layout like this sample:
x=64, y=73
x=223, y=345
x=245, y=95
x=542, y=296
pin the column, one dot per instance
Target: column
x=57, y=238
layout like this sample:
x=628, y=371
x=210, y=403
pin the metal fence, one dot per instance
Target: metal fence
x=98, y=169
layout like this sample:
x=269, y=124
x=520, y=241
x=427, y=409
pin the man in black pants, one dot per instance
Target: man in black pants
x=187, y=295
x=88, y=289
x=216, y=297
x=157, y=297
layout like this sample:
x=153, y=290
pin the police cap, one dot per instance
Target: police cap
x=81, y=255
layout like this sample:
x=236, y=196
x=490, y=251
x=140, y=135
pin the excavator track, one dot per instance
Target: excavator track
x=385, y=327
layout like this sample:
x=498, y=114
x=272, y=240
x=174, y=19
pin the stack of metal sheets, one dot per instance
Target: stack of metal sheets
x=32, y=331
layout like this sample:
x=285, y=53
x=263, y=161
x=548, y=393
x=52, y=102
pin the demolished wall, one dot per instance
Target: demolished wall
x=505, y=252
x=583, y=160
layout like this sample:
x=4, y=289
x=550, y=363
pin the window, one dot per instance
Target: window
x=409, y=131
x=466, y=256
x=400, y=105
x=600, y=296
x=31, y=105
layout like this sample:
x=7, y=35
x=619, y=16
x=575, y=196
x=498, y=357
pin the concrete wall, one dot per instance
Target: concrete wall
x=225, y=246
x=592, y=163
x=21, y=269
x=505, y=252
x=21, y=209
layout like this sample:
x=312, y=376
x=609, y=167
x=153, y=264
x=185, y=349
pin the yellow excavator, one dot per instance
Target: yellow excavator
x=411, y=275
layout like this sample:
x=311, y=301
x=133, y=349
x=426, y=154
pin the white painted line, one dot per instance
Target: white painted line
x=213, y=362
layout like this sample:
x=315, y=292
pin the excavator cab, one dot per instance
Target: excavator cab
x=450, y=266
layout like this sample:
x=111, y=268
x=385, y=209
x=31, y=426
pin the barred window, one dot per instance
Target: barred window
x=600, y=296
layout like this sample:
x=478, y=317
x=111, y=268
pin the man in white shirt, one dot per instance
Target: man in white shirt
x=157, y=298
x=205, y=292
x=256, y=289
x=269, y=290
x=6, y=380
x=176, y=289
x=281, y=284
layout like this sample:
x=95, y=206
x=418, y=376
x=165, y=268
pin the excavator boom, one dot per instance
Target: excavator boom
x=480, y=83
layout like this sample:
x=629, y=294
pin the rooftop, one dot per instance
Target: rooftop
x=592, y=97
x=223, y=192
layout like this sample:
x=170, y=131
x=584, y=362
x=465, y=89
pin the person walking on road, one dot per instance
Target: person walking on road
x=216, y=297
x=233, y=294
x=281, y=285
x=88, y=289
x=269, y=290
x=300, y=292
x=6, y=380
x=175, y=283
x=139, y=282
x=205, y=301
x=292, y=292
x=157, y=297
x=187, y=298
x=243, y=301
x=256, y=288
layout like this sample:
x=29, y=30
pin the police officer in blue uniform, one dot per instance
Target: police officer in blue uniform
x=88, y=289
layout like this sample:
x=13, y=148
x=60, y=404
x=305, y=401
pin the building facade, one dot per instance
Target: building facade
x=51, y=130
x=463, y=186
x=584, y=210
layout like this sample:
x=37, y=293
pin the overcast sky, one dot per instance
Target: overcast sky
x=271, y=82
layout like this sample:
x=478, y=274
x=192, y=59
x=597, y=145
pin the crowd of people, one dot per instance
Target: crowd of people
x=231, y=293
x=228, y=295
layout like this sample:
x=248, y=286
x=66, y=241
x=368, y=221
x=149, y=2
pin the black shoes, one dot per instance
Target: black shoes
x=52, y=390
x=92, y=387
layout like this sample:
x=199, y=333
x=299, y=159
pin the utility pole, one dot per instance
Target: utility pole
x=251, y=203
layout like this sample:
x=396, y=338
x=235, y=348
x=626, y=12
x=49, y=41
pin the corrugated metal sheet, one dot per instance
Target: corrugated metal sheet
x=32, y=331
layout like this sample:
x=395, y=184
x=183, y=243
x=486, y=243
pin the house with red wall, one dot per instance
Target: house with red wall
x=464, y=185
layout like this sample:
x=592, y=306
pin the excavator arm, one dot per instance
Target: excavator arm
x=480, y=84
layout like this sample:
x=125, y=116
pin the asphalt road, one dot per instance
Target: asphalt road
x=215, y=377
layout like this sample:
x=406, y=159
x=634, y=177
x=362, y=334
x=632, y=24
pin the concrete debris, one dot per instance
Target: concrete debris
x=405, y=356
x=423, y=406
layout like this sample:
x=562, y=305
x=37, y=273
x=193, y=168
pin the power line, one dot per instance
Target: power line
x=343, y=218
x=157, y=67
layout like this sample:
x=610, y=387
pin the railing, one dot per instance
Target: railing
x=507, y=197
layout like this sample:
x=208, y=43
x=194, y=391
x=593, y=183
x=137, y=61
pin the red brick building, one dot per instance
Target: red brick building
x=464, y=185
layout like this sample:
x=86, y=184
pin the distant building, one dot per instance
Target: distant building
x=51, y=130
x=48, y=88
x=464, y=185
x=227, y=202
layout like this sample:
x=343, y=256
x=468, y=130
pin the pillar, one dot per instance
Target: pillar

####

### About this task
Give back the entire listing with every word intact.

### Task response
layout like this sample:
x=64, y=73
x=223, y=345
x=245, y=95
x=542, y=296
pin the column, one dot per instance
Target: column
x=57, y=238
layout like this sample:
x=628, y=371
x=210, y=403
pin the metal fence, one dot per instance
Target: metal fence
x=98, y=169
layout like this sample:
x=269, y=124
x=520, y=241
x=427, y=409
pin the man in black pants, one dot per instance
Target: man in black pants
x=187, y=295
x=88, y=289
x=216, y=297
x=157, y=297
layout like this sample:
x=153, y=290
pin the police cap, one dot per instance
Target: police cap
x=81, y=255
layout like this sample:
x=236, y=196
x=490, y=251
x=140, y=135
pin the excavator track, one dot per instance
Target: excavator track
x=385, y=327
layout like this sample:
x=498, y=114
x=272, y=240
x=174, y=19
pin the stack of metal sheets, one dot per instance
Target: stack of metal sheets
x=32, y=331
layout like this sample:
x=285, y=53
x=263, y=161
x=548, y=393
x=52, y=102
pin the demolished wall, one dot per instance
Target: demolished wall
x=505, y=252
x=583, y=160
layout like this sample:
x=4, y=289
x=550, y=363
pin the window, one dot per instance
Target: window
x=409, y=131
x=466, y=256
x=400, y=105
x=600, y=296
x=31, y=105
layout like this sample:
x=7, y=35
x=619, y=16
x=575, y=196
x=498, y=357
pin the concrete wall, one dot per instance
Target: concrete wall
x=225, y=246
x=592, y=163
x=21, y=269
x=505, y=252
x=21, y=209
layout like this sample:
x=312, y=376
x=609, y=167
x=153, y=264
x=185, y=349
pin the yellow excavator, one dot per instance
Target: yellow excavator
x=411, y=275
layout like this sample:
x=311, y=301
x=133, y=349
x=426, y=154
pin the white painted line, one dot per instance
Target: white painted line
x=213, y=362
layout like this sample:
x=315, y=292
pin the excavator cab, one dot per instance
Target: excavator cab
x=450, y=266
layout like this sample:
x=111, y=268
x=385, y=209
x=31, y=426
pin the barred window, one dot per instance
Target: barred window
x=600, y=296
layout like this sample:
x=478, y=317
x=111, y=268
pin the man in white shirt, one dot per instance
Target: man in white shirt
x=157, y=298
x=205, y=292
x=256, y=289
x=269, y=290
x=6, y=380
x=176, y=289
x=281, y=284
layout like this sample:
x=95, y=206
x=418, y=376
x=165, y=268
pin the excavator boom, one dot per instance
Target: excavator boom
x=480, y=83
layout like this sample:
x=629, y=294
pin the rooftop, one dot per instance
Target: rooftop
x=592, y=97
x=223, y=192
layout like this sample:
x=170, y=131
x=584, y=362
x=465, y=89
pin the person walking on road, one dot per instance
Target: person walking on road
x=216, y=297
x=233, y=294
x=281, y=285
x=88, y=289
x=269, y=290
x=300, y=292
x=6, y=380
x=175, y=283
x=139, y=282
x=205, y=301
x=292, y=292
x=157, y=297
x=187, y=298
x=243, y=301
x=256, y=288
layout like this sample:
x=29, y=30
pin the police officer in blue uniform, one dot per instance
Target: police officer in blue uniform
x=88, y=289
layout like this sample:
x=13, y=148
x=60, y=404
x=305, y=401
pin the building facade, one dot per instance
Target: building facade
x=51, y=130
x=463, y=186
x=584, y=210
layout like this sample:
x=37, y=293
pin the overcast sky, one dot per instance
Target: overcast sky
x=271, y=82
layout like this sample:
x=478, y=274
x=192, y=59
x=597, y=145
pin the crowd of people, one dot per instance
Target: crowd of people
x=231, y=293
x=228, y=295
layout like this sample:
x=248, y=286
x=66, y=241
x=368, y=221
x=149, y=2
pin the black shoes, one dot per instance
Target: black shoes
x=52, y=390
x=92, y=387
layout like this sample:
x=199, y=333
x=299, y=159
pin the utility pole, one dot per instance
Target: utility pole
x=251, y=203
layout like this sample:
x=396, y=338
x=235, y=348
x=626, y=12
x=49, y=41
pin the corrugated metal sheet, one dot per instance
Target: corrugated metal sheet
x=32, y=331
layout like this sample:
x=395, y=184
x=183, y=243
x=486, y=243
pin the house with red wall, one dot per instance
Target: house with red wall
x=464, y=185
layout like this sample:
x=592, y=306
pin the excavator arm, one dot per instance
Target: excavator arm
x=480, y=84
layout like this sample:
x=125, y=116
pin the asphalt road, one dot per instance
Target: asphalt road
x=215, y=377
layout like this sample:
x=406, y=159
x=634, y=177
x=362, y=334
x=632, y=24
pin the concrete debris, one dot per instance
Target: concrete debris
x=405, y=356
x=423, y=406
layout like this sample:
x=562, y=305
x=37, y=273
x=193, y=168
pin the power line, one dot per instance
Target: power line
x=343, y=218
x=157, y=67
layout like this sample:
x=610, y=387
pin the railing, one dot per instance
Target: railing
x=507, y=197
layout like this sample:
x=208, y=43
x=194, y=391
x=593, y=183
x=137, y=61
pin the red brick building, one dot per instance
Target: red brick building
x=464, y=185
layout like this sample:
x=86, y=184
pin the distant building, one dot per instance
Target: distant building
x=51, y=130
x=48, y=88
x=464, y=185
x=227, y=202
layout like this sample:
x=343, y=256
x=468, y=130
pin the pillar, one dot per instance
Target: pillar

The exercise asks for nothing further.